対象本文 -
- - - - - - -
徳島県三好市の山奥にある廃校で新たな試みが始まる。地域創生に取り組む地元企業がこれまでの相部屋型ゲストハウスをリニューアルし、客に「注文」を出して眠りに導く体験型宿泊プランを提供する。交通の便の悪さや人手不足といった社会課題を「観光資源」と捉え、不眠や睡眠不足といった現代人の悩み解決を目指す。(共同=伊藤美優)
挑戦の舞台は2013年に閉校した旧市立出合小。ゲストハウスなどを運営してきた「ハレとケデザイン舎」が新たに始めるのは「注文の多い誘眠店」だ。宿泊客に対し、到着から眠るまでにさまざまな体験を指示するため、宮沢賢治の童話をもじって名付けた。
- - - - - - -
データソースから取得した項目 -

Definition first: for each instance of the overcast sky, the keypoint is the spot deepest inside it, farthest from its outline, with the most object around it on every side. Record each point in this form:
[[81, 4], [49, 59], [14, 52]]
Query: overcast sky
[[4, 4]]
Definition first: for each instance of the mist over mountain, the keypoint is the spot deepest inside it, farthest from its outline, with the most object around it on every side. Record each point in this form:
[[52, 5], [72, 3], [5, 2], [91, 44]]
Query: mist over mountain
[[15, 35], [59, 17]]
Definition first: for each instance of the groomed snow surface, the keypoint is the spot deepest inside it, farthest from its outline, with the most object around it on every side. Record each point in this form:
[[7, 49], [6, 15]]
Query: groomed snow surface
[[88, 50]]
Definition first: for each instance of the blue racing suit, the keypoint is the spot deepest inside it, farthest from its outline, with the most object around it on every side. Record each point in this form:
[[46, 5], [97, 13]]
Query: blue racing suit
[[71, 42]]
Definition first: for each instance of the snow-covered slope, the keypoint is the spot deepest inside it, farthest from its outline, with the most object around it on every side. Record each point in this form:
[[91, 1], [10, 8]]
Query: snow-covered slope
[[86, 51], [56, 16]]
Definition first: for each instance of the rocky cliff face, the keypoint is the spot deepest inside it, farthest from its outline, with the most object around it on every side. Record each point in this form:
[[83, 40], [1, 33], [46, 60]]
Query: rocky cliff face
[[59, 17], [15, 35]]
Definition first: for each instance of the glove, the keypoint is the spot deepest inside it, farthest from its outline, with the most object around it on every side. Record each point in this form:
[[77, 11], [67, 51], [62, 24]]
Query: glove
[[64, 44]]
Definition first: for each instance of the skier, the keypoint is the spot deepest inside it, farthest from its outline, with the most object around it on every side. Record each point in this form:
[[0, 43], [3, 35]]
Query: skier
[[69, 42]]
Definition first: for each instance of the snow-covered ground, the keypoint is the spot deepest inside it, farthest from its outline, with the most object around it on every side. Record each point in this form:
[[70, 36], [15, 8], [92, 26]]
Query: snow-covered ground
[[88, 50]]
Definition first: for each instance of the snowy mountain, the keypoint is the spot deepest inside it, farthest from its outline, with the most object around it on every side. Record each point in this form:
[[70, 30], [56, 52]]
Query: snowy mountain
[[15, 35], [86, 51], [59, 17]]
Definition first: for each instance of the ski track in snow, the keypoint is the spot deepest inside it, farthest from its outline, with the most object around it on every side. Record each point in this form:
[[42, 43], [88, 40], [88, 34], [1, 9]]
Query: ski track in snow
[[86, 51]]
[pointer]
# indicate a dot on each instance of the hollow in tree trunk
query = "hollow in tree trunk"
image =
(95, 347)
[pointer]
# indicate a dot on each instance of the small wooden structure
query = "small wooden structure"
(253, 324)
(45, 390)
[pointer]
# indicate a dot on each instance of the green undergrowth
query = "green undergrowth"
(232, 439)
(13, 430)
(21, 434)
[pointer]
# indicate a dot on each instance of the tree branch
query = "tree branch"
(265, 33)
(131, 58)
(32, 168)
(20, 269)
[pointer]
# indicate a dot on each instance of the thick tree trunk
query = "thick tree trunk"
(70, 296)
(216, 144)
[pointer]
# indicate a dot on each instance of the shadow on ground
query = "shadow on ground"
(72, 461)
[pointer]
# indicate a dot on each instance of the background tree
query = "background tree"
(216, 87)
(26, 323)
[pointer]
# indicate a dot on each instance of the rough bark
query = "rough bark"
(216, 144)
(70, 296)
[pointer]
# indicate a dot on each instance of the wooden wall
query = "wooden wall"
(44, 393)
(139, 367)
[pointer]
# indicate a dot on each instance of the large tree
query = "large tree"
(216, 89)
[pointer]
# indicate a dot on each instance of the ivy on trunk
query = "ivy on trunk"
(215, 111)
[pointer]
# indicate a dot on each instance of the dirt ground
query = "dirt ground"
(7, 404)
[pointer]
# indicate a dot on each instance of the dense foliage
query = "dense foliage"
- - - - - - -
課題 -
廃校での宿泊プランについての本文で、かぎかっこ「」で囲まれた語句をすべて、出てくる順に挙げてください。

解答 -
注文
観光資源
ハレとケデザイン舎
注文の多い誘眠店